(Brano fornito)
----

“Un giornalismo pigro e arrogante”. Parla Arianna Ciccone

 

All’inizio era soltanto un sogno. Mettere in piedi un evento che attirasse reporter da tanti Paesi, per condividere le loro storie. Aiutata da Chris Potter, il compagno inglese, Arianna Ciccone è andata ben oltre. Il Festival Internazionale del giornalismo, da lei ideato a Perugia, è passato infatti dai 50 ospiti del 2007, prima edizione, ai 700 speaker, oltre la metà dei quali stranieri, della dodicesima di aprile 2018, con più di 300 eventi e 200 volontari, anche questi di varie nazioni. Un meeting d’impatto globale, che ha attirato negli anni giornalisti che hanno fatto la storia come Carl Bernstein (caso Watergate), premi Pulitzer come Seymour Hersh o personaggi politici come Al Gore, e persino, via Skype, informatici e attivisti che vivono nascosti, come Edward Snowden. “Ma non è tanto importante avere il grande nome, quanto piuttosto riuscire a far conoscere tante diverse esperienze di assoluto valore” chiosa Arianna, napoletana di nascita e umbra di adozione, che ha anche dato vita al blog collettivo Valigia blu.

In quali condizioni versa il nostro sistema d’informazione?

----

(Cosa fare)
Cita integralmente il brano su Arianna Ciccone e il Festival Internazionale del giornalismo, senza alcuna modifica. I record riportati di seguito non hanno alcun ruolo qui.

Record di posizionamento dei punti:

----

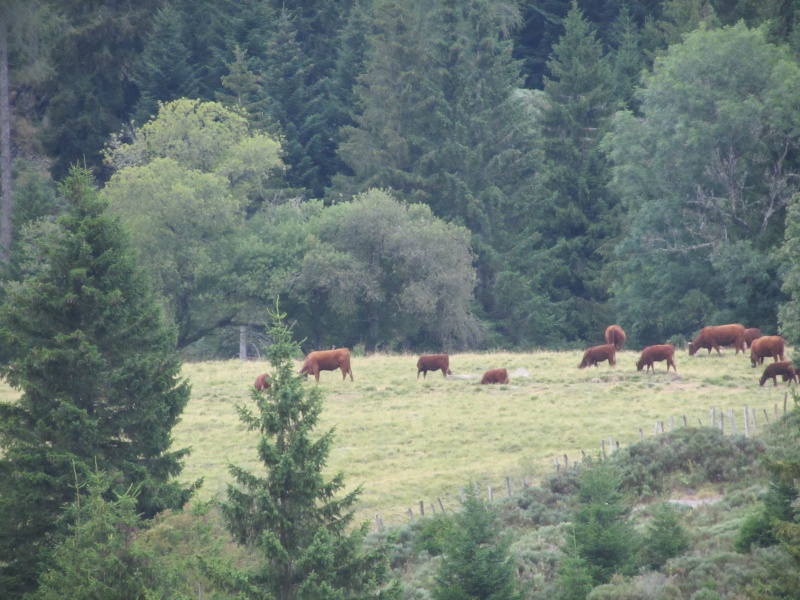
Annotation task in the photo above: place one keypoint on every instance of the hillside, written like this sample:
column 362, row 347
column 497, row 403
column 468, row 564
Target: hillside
column 407, row 440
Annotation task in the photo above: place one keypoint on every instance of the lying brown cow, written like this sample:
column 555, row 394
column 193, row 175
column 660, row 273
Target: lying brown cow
column 433, row 362
column 769, row 345
column 714, row 336
column 615, row 335
column 597, row 354
column 262, row 382
column 327, row 360
column 656, row 353
column 784, row 369
column 750, row 334
column 495, row 376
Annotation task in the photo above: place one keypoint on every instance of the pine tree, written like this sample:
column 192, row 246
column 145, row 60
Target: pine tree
column 476, row 562
column 87, row 344
column 164, row 72
column 574, row 213
column 291, row 515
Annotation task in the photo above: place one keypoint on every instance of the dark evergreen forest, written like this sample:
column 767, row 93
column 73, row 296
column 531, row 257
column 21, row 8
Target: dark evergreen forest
column 422, row 174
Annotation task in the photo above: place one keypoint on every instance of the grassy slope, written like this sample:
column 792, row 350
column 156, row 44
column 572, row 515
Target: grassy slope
column 407, row 440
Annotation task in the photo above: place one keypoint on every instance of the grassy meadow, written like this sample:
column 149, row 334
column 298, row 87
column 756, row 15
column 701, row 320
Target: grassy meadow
column 406, row 440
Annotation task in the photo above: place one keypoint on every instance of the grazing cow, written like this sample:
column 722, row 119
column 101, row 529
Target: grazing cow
column 433, row 362
column 615, row 335
column 597, row 354
column 495, row 376
column 327, row 360
column 769, row 345
column 656, row 353
column 262, row 382
column 782, row 368
column 750, row 334
column 714, row 336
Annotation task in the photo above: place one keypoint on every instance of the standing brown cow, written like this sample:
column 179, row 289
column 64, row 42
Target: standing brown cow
column 495, row 376
column 769, row 345
column 714, row 336
column 615, row 335
column 656, row 353
column 433, row 362
column 262, row 382
column 784, row 368
column 597, row 354
column 327, row 360
column 750, row 334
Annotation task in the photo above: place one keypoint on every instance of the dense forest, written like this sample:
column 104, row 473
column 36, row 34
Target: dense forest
column 422, row 174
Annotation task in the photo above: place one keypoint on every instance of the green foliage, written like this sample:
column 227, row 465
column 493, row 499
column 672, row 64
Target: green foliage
column 602, row 534
column 184, row 186
column 789, row 255
column 704, row 176
column 689, row 455
column 87, row 399
column 102, row 556
column 291, row 515
column 666, row 537
column 163, row 72
column 476, row 563
column 574, row 213
column 374, row 249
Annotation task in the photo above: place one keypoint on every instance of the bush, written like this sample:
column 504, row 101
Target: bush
column 696, row 455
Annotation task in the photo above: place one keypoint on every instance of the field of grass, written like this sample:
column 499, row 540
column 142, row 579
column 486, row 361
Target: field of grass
column 406, row 440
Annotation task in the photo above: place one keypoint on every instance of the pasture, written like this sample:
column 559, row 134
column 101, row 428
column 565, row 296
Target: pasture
column 406, row 440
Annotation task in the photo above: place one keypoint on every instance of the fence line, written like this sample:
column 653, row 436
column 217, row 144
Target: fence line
column 717, row 420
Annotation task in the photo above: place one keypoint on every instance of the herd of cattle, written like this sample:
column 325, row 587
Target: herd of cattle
column 712, row 337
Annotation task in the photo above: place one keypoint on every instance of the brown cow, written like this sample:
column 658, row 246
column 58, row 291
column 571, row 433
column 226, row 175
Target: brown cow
column 495, row 376
column 769, row 345
column 262, row 382
column 784, row 368
column 750, row 334
column 656, row 353
column 597, row 354
column 433, row 362
column 327, row 360
column 615, row 335
column 714, row 336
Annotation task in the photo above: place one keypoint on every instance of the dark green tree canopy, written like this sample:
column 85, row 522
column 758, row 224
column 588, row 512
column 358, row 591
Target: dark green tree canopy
column 88, row 401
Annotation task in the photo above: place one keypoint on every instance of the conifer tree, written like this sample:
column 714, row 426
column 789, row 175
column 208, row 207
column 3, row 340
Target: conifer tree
column 164, row 72
column 87, row 345
column 574, row 214
column 290, row 514
column 476, row 562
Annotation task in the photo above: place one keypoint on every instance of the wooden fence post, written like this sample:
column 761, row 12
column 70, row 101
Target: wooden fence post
column 746, row 421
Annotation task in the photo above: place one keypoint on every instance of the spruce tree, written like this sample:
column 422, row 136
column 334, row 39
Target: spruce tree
column 476, row 562
column 290, row 514
column 575, row 214
column 87, row 345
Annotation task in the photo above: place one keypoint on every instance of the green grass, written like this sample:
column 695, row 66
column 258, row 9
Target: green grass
column 406, row 440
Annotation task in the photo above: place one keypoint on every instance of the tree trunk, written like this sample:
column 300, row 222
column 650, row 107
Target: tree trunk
column 5, row 143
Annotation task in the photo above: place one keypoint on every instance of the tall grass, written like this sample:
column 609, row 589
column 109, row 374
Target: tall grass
column 405, row 439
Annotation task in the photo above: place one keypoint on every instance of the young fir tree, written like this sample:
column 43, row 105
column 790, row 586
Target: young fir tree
column 86, row 343
column 476, row 564
column 290, row 514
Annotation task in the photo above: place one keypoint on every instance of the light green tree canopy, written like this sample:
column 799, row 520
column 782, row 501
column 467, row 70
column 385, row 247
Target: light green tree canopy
column 396, row 268
column 185, row 185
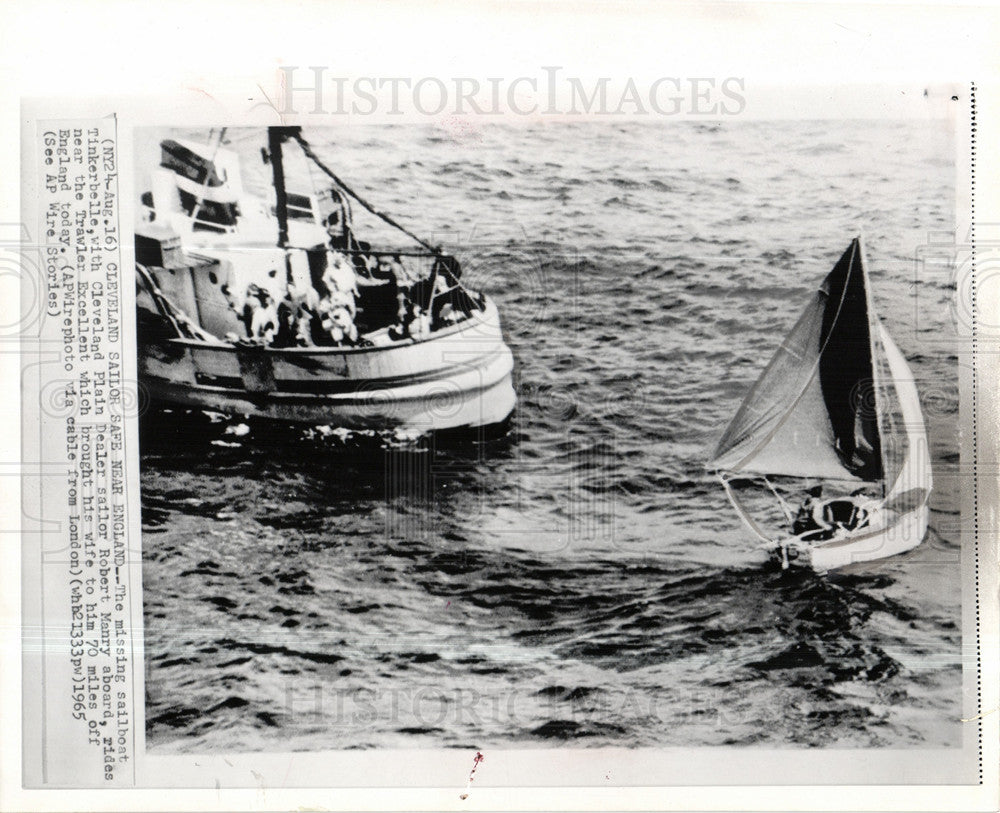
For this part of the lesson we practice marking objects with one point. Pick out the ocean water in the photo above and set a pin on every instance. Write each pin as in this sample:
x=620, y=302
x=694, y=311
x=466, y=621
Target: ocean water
x=578, y=579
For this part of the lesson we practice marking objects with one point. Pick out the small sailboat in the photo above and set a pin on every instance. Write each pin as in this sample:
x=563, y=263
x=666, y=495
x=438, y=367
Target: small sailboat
x=835, y=408
x=272, y=307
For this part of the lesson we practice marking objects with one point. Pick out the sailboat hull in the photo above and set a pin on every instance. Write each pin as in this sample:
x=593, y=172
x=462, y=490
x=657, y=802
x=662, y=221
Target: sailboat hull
x=904, y=532
x=457, y=377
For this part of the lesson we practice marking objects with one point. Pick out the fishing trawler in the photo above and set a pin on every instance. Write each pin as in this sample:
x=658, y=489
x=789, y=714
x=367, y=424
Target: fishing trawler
x=274, y=308
x=836, y=407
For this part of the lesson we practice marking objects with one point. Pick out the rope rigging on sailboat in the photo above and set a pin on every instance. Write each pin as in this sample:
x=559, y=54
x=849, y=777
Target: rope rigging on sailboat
x=295, y=133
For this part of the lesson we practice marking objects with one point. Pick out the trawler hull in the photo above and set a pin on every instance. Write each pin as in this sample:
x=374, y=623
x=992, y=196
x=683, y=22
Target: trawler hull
x=457, y=377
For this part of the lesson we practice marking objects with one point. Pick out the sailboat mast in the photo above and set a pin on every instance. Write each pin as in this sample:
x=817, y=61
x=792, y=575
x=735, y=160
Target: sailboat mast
x=275, y=138
x=877, y=385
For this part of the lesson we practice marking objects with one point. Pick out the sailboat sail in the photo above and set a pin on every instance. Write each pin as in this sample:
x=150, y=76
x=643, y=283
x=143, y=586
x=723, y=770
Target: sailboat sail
x=814, y=411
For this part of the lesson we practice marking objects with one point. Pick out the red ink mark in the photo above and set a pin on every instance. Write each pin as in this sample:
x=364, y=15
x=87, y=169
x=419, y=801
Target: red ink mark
x=475, y=764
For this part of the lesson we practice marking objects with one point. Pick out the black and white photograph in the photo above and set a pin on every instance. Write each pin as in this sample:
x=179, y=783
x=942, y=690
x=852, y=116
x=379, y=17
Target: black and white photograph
x=548, y=435
x=474, y=406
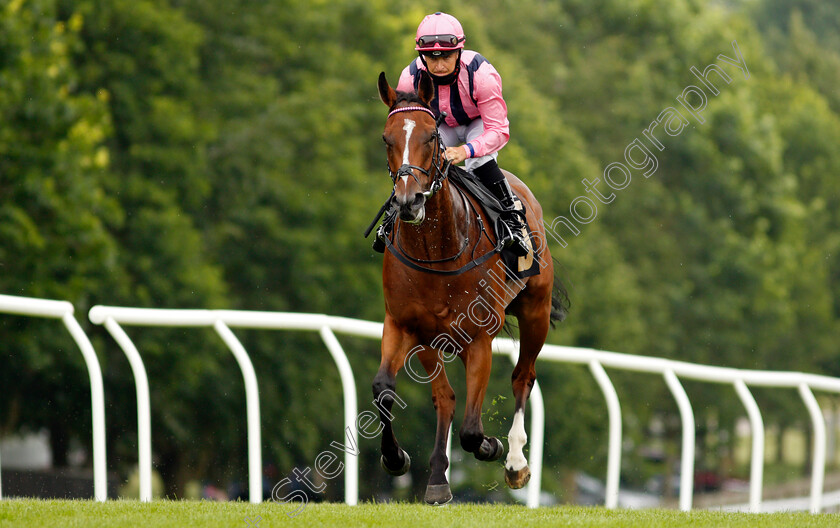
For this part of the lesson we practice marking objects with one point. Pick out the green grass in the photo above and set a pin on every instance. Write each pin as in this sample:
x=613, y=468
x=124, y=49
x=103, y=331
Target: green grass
x=71, y=514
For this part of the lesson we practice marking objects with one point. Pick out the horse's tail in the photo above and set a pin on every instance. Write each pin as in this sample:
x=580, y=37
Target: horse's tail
x=560, y=302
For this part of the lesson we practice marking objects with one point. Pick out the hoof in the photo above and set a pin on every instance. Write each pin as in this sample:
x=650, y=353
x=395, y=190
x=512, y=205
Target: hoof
x=491, y=449
x=399, y=471
x=438, y=494
x=517, y=479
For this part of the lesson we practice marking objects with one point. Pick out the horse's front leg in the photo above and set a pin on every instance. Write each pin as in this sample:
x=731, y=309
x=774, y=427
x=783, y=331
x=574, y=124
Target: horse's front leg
x=395, y=346
x=443, y=398
x=477, y=362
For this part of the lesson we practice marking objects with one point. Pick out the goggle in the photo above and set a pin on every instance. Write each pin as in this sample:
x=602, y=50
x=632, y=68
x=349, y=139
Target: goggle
x=445, y=41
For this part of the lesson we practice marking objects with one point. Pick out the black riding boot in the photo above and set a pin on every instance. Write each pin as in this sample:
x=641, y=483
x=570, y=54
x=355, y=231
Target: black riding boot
x=491, y=176
x=384, y=230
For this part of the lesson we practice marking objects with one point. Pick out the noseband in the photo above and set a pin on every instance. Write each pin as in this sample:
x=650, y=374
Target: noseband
x=408, y=170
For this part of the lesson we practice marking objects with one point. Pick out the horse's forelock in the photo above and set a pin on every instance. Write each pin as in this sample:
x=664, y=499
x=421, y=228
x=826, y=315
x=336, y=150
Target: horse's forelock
x=409, y=97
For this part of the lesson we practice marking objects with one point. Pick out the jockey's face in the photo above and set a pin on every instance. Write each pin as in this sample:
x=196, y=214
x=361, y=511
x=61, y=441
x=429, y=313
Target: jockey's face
x=442, y=65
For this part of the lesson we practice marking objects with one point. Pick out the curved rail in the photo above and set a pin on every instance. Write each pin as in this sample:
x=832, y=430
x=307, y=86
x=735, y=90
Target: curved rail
x=63, y=310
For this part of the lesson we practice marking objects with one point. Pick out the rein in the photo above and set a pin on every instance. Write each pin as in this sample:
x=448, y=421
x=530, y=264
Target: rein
x=441, y=174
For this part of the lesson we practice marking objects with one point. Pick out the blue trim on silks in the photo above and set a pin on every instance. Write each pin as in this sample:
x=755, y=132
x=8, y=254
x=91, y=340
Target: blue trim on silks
x=414, y=71
x=472, y=67
x=457, y=107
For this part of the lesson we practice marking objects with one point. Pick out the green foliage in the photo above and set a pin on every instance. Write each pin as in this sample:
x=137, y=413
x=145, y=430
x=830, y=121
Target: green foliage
x=206, y=154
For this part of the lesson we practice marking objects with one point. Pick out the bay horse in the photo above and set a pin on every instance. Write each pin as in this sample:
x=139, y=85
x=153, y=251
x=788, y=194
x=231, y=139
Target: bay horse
x=442, y=302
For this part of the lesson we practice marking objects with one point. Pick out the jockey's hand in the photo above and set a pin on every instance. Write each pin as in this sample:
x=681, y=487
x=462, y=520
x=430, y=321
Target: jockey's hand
x=456, y=154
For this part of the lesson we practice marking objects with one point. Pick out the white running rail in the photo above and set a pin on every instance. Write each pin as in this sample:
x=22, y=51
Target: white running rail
x=63, y=310
x=328, y=326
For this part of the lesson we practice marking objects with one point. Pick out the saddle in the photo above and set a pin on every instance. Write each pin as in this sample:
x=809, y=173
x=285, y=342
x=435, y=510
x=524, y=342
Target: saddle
x=515, y=267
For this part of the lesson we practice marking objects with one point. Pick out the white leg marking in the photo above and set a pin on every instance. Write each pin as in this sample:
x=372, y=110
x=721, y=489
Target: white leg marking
x=517, y=439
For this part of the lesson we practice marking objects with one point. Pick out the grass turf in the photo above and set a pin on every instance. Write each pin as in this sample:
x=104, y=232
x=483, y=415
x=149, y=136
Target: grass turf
x=88, y=514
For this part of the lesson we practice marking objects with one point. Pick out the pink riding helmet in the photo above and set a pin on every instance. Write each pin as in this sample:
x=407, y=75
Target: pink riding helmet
x=441, y=32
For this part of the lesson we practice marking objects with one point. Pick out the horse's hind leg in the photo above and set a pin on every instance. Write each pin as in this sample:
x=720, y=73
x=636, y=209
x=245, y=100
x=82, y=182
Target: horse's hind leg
x=395, y=346
x=533, y=317
x=443, y=398
x=477, y=362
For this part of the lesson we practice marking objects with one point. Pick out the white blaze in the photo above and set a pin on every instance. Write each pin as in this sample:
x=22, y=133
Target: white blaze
x=408, y=127
x=517, y=438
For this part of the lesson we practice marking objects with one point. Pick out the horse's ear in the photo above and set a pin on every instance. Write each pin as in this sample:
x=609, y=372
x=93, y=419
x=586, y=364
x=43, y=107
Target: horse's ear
x=386, y=93
x=426, y=90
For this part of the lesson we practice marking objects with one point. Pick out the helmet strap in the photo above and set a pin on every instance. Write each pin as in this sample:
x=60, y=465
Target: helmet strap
x=446, y=79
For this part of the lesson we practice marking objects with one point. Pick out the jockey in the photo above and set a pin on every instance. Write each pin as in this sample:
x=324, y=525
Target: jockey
x=469, y=90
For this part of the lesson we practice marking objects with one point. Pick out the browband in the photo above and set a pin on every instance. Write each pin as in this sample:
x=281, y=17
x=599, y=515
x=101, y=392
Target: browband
x=412, y=109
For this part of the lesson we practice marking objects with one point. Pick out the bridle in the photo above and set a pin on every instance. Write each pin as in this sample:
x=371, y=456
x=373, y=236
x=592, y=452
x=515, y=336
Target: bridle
x=440, y=172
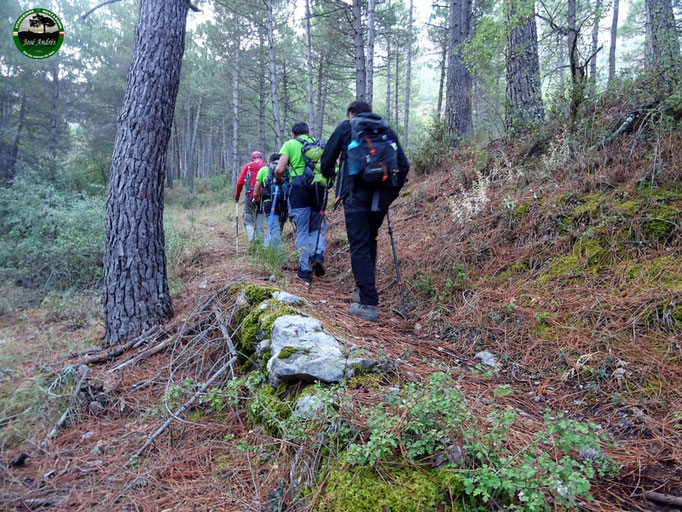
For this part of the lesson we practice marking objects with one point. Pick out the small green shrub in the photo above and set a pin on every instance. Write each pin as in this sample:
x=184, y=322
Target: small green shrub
x=50, y=238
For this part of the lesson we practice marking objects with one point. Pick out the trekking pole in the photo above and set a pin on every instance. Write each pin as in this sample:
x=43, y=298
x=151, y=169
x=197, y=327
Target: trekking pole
x=319, y=229
x=236, y=225
x=397, y=267
x=268, y=232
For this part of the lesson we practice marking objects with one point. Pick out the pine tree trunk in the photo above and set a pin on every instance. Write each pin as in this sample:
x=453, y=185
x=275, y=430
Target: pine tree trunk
x=665, y=44
x=388, y=79
x=459, y=84
x=193, y=160
x=136, y=295
x=358, y=43
x=524, y=96
x=595, y=45
x=396, y=121
x=612, y=47
x=572, y=39
x=371, y=35
x=54, y=119
x=273, y=74
x=441, y=83
x=408, y=79
x=14, y=153
x=236, y=75
x=309, y=65
x=562, y=62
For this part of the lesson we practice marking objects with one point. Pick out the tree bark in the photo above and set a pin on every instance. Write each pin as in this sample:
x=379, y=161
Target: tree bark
x=235, y=107
x=396, y=121
x=136, y=295
x=408, y=78
x=572, y=39
x=273, y=74
x=14, y=154
x=665, y=44
x=371, y=35
x=458, y=96
x=388, y=78
x=612, y=46
x=54, y=120
x=193, y=160
x=441, y=83
x=595, y=45
x=524, y=96
x=358, y=43
x=309, y=65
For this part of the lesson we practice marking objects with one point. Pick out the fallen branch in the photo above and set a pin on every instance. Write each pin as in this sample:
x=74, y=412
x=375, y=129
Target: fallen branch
x=116, y=351
x=62, y=419
x=182, y=409
x=158, y=347
x=666, y=499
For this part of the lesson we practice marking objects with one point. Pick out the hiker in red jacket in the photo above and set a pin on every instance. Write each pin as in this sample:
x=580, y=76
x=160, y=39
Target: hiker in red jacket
x=247, y=180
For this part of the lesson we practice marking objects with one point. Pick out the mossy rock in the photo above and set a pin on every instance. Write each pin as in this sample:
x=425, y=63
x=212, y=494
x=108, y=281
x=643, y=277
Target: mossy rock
x=257, y=294
x=628, y=208
x=287, y=352
x=591, y=207
x=398, y=489
x=665, y=271
x=661, y=222
x=521, y=209
x=269, y=408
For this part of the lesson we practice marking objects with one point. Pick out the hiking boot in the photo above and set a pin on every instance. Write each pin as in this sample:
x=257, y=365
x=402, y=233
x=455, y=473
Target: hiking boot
x=304, y=276
x=318, y=268
x=365, y=312
x=355, y=298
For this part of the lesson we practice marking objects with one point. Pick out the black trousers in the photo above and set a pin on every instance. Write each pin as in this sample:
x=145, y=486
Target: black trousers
x=362, y=227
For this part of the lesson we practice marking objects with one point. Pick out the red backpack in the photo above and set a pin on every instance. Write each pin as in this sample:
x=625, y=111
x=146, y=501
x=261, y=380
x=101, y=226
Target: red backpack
x=251, y=175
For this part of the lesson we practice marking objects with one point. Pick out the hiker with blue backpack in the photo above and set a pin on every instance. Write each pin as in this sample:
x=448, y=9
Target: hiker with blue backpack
x=302, y=154
x=373, y=170
x=273, y=200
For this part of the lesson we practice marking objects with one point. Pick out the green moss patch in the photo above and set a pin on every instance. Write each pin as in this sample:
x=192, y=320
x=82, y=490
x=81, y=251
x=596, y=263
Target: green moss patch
x=398, y=489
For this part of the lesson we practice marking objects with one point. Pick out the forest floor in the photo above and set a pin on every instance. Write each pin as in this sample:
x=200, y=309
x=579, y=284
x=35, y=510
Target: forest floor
x=530, y=272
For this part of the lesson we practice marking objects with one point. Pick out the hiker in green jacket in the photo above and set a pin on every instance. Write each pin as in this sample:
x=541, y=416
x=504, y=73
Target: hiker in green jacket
x=264, y=192
x=302, y=154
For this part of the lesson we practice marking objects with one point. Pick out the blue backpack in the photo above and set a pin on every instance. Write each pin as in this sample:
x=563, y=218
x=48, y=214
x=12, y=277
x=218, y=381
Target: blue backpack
x=372, y=154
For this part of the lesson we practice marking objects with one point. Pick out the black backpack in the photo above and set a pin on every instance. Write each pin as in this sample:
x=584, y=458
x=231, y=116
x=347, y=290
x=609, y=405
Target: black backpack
x=372, y=154
x=269, y=192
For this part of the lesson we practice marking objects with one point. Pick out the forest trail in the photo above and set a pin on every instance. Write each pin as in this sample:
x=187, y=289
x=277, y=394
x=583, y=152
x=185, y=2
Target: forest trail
x=221, y=462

----

(Risultato)
“Un giornalismo pigro e arrogante”. Parla Arianna Ciccone

 

All’inizio era soltanto un sogno. Mettere in piedi un evento che attirasse reporter da tanti Paesi, per condividere le loro storie. Aiutata da Chris Potter, il compagno inglese, Arianna Ciccone è andata ben oltre. Il Festival Internazionale del giornalismo, da lei ideato a Perugia, è passato infatti dai 50 ospiti del 2007, prima edizione, ai 700 speaker, oltre la metà dei quali stranieri, della dodicesima di aprile 2018, con più di 300 eventi e 200 volontari, anche questi di varie nazioni. Un meeting d’impatto globale, che ha attirato negli anni giornalisti che hanno fatto la storia come Carl Bernstein (caso Watergate), premi Pulitzer come Seymour Hersh o personaggi politici come Al Gore, e persino, via Skype, informatici e attivisti che vivono nascosti, come Edward Snowden. “Ma non è tanto importante avere il grande nome, quanto piuttosto riuscire a far conoscere tante diverse esperienze di assoluto valore” chiosa Arianna, napoletana di nascita e umbra di adozione, che ha anche dato vita al blog collettivo Valigia blu.

In quali condizioni versa il nostro sistema d’informazione?